Supplied information:

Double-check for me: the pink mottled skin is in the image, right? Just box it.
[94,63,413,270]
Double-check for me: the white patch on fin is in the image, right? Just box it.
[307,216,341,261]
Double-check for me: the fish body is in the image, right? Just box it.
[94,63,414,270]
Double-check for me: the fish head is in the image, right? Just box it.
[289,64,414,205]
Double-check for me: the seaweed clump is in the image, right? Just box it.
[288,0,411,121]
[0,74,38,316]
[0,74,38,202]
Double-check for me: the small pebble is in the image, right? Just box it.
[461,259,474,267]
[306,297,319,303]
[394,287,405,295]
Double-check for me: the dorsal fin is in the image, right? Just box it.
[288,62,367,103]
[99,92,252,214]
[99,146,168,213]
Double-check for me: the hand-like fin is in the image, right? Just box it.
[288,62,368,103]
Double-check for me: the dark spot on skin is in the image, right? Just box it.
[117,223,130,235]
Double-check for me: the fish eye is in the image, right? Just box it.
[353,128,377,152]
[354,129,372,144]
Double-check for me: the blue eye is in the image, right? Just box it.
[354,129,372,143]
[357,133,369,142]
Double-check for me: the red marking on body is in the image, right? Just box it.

Exercise task: Rewrite all of the rows above, replacing every occurrence of "Just box it" with "Draw a bounding box around it" and leaving everything else untouched.

Written reply:
Double-check for me: the pink mottled skin is in the image, right? Draw a bounding box around it.
[94,63,413,270]
Double-check for me: the white patch on fin is in the image, right? Draw a bounding box around it.
[307,216,341,261]
Double-check for me: the fish body is in the image, right? Draw a bounding box around it.
[94,63,414,270]
Double-check for me: the fish head is in the image, right? Draw a bounding box around it.
[289,64,414,205]
Double-check for me: the seaweed clump is in the image, right? Draw a bounding box around it.
[288,0,411,121]
[0,74,38,316]
[0,74,38,202]
Double-check for me: the small pebble is in the image, right? Draw a bounding box around it.
[461,259,474,267]
[306,297,319,303]
[394,287,405,295]
Double-check for me: the dorsal fin is in the image, right? Draw a bounding box around it.
[288,62,367,103]
[99,92,252,214]
[99,146,168,213]
Double-check for me: the hand-like fin is in the image, right? Draw a bounding box around it.
[288,62,368,103]
Double-check for me: the dark spot on skin is in the image, right? Draw a bounding box around it.
[117,223,130,235]
Double-check for me: the fish eye is in the image, right? Draw a bounding box around it.
[353,128,377,152]
[354,129,372,144]
Double-check for me: the blue eye is in the image, right? Draw a bounding box around it.
[354,129,372,143]
[357,133,369,142]
Double-check for me: the red marking on body is in the image, right? Draw a bounding box around it.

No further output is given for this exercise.